» Do this: Transcribe the records below exactly as they appear, omitting any pictures.
.....
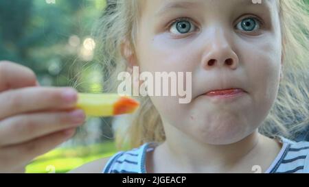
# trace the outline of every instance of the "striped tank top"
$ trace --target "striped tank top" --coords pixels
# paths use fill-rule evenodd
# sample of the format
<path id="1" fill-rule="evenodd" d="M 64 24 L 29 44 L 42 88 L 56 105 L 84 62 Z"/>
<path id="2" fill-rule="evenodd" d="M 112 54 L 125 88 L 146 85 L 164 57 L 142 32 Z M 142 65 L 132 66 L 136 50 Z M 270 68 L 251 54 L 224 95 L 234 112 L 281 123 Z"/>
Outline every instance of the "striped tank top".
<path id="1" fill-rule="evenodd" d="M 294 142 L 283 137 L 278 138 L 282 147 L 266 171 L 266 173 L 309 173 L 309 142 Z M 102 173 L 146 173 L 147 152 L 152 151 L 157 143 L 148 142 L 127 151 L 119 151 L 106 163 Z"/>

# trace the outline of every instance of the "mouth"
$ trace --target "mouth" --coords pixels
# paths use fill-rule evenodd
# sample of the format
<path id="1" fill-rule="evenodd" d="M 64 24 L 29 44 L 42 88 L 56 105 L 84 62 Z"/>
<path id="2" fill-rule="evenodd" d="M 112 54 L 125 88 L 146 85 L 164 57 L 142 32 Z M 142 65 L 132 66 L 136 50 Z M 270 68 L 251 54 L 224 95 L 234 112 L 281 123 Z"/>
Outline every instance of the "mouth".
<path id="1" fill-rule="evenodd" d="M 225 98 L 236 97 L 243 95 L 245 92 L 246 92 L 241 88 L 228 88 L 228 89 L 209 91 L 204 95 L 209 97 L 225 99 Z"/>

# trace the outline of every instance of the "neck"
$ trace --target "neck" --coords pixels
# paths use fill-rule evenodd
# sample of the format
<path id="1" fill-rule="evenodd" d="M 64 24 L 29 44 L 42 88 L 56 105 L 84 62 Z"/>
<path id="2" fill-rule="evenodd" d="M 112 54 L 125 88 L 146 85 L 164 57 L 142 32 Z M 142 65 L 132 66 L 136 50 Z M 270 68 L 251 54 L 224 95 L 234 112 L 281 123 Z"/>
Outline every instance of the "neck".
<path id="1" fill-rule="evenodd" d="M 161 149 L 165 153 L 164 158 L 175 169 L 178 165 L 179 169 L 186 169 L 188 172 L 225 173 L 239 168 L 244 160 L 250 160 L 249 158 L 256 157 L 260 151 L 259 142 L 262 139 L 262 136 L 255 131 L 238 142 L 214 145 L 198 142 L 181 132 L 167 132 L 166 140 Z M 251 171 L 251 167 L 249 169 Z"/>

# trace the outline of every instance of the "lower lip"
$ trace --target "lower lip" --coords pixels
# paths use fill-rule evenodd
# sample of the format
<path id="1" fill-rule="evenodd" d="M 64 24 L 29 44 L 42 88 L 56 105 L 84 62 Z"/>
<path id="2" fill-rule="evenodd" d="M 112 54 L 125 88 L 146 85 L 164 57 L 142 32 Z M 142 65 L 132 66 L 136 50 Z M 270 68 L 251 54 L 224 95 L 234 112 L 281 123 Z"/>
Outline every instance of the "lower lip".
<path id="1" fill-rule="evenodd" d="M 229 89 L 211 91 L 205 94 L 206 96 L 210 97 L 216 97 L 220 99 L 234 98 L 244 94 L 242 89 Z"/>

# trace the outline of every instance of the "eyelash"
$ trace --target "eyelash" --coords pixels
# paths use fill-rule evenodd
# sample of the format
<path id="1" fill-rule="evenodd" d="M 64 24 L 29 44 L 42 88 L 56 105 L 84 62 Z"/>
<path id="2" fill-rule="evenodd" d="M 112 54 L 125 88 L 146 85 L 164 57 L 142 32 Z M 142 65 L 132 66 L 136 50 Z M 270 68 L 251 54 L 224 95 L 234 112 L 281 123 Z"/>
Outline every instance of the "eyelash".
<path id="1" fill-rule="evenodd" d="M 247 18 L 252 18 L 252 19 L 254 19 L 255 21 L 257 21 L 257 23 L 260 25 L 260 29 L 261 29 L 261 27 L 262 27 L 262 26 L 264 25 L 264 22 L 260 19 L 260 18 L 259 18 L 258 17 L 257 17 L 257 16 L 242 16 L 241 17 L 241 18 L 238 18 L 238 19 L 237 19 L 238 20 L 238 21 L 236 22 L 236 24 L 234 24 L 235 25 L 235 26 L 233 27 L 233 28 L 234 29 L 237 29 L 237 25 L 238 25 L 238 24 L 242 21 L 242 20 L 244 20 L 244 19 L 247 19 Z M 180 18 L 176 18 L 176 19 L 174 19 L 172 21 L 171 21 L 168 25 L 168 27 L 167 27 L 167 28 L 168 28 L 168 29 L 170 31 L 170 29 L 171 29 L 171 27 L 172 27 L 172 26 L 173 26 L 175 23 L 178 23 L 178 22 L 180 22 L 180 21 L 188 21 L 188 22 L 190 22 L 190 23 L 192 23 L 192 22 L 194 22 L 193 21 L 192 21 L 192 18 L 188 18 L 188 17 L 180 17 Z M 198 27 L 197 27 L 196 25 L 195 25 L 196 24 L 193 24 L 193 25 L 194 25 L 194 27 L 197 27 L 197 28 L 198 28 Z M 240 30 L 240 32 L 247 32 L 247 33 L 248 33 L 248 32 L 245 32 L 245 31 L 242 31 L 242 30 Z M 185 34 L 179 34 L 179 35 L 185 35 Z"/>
.....
» Final answer:
# trace the outline of every instance of the "striped tank top"
$ trace --target "striped tank top" --coords pixels
# paths use fill-rule evenodd
# sample of the format
<path id="1" fill-rule="evenodd" d="M 64 24 L 29 44 L 42 88 L 56 105 L 84 62 Z"/>
<path id="2" fill-rule="evenodd" d="M 112 54 L 125 88 L 146 85 L 164 57 L 142 32 Z M 142 65 L 132 66 L 136 50 Z M 270 68 L 251 54 L 224 95 L 234 112 L 281 123 Z"/>
Outline every instance of the "striped tank top".
<path id="1" fill-rule="evenodd" d="M 294 142 L 283 137 L 278 138 L 282 147 L 266 171 L 266 173 L 309 173 L 309 142 Z M 102 173 L 146 173 L 147 152 L 152 151 L 157 143 L 148 142 L 127 151 L 119 151 L 106 163 Z"/>

# trace the outline of every instance of the "mouth"
$ trace --target "mouth" --coords pixels
# paths use fill-rule evenodd
# sample of the format
<path id="1" fill-rule="evenodd" d="M 64 24 L 29 44 L 42 88 L 56 105 L 84 62 Z"/>
<path id="2" fill-rule="evenodd" d="M 112 54 L 125 88 L 146 85 L 164 57 L 142 32 Z M 142 65 L 132 66 L 136 50 Z M 270 68 L 251 54 L 224 95 L 234 112 L 281 123 Z"/>
Outline every instance of the "mouth".
<path id="1" fill-rule="evenodd" d="M 225 98 L 236 97 L 243 95 L 245 92 L 246 92 L 241 88 L 228 88 L 228 89 L 209 91 L 204 95 L 209 97 L 225 99 Z"/>

# trace the outline of every instance of the "neck"
$ trace --target "neck" --coords pixels
# paths use fill-rule evenodd
# sample of the format
<path id="1" fill-rule="evenodd" d="M 64 24 L 29 44 L 42 88 L 56 105 L 84 62 Z"/>
<path id="2" fill-rule="evenodd" d="M 112 54 L 125 88 L 146 85 L 164 57 L 142 32 Z M 142 65 L 132 66 L 136 50 Z M 270 68 L 251 54 L 224 95 L 234 112 L 281 123 Z"/>
Outline every instance of the "neck".
<path id="1" fill-rule="evenodd" d="M 161 149 L 165 153 L 164 158 L 175 169 L 178 165 L 179 169 L 186 169 L 188 172 L 225 173 L 239 168 L 244 160 L 250 160 L 249 158 L 256 157 L 260 151 L 259 142 L 262 139 L 262 136 L 255 131 L 238 142 L 214 145 L 198 142 L 181 132 L 167 132 L 166 140 Z M 251 171 L 251 167 L 249 169 Z"/>

# trace the outline of every instance of the "lower lip"
$ trace --target "lower lip" --coords pixels
# paths use fill-rule evenodd
# sample of the format
<path id="1" fill-rule="evenodd" d="M 64 24 L 29 44 L 42 88 L 56 105 L 84 62 Z"/>
<path id="2" fill-rule="evenodd" d="M 112 54 L 125 88 L 146 85 L 164 57 L 142 32 Z M 142 65 L 132 66 L 136 50 Z M 270 68 L 251 54 L 224 95 L 234 112 L 281 123 Z"/>
Outline every instance of the "lower lip".
<path id="1" fill-rule="evenodd" d="M 229 89 L 211 91 L 205 94 L 206 96 L 210 97 L 216 97 L 220 99 L 234 98 L 244 94 L 242 89 Z"/>

# trace the outline of every instance of the "eyelash"
$ trace --target "eyelash" --coords pixels
# paths use fill-rule evenodd
# sample of the format
<path id="1" fill-rule="evenodd" d="M 64 24 L 29 44 L 42 88 L 56 105 L 84 62 Z"/>
<path id="2" fill-rule="evenodd" d="M 112 54 L 125 88 L 146 85 L 164 57 L 142 32 Z M 142 65 L 132 66 L 136 50 Z M 270 68 L 251 54 L 224 95 L 234 112 L 281 123 Z"/>
Outline every instance of the "eyelash".
<path id="1" fill-rule="evenodd" d="M 247 18 L 252 18 L 252 19 L 254 19 L 255 21 L 257 21 L 257 23 L 260 25 L 260 29 L 261 29 L 261 27 L 262 27 L 262 26 L 264 25 L 264 22 L 260 19 L 260 18 L 259 18 L 258 17 L 257 17 L 257 16 L 242 16 L 241 17 L 241 18 L 238 18 L 238 19 L 237 19 L 238 20 L 238 21 L 236 22 L 236 24 L 234 24 L 235 25 L 235 26 L 233 27 L 233 28 L 234 29 L 237 29 L 237 25 L 238 25 L 238 24 L 242 21 L 242 20 L 244 20 L 244 19 L 247 19 Z M 180 18 L 176 18 L 176 19 L 174 19 L 172 21 L 171 21 L 168 25 L 168 27 L 167 27 L 167 28 L 168 28 L 168 29 L 170 31 L 170 29 L 171 29 L 171 27 L 172 27 L 172 26 L 173 26 L 175 23 L 178 23 L 178 22 L 180 22 L 180 21 L 188 21 L 188 22 L 190 22 L 190 23 L 192 23 L 192 22 L 194 22 L 193 21 L 192 21 L 192 18 L 188 18 L 188 17 L 180 17 Z M 198 27 L 197 27 L 196 25 L 195 25 L 196 24 L 193 24 L 193 25 L 194 25 L 194 27 L 197 27 L 197 28 L 198 28 Z M 240 30 L 240 32 L 247 32 L 247 33 L 248 33 L 248 32 L 245 32 L 245 31 L 242 31 L 242 30 Z M 185 34 L 179 34 L 179 35 L 185 35 Z"/>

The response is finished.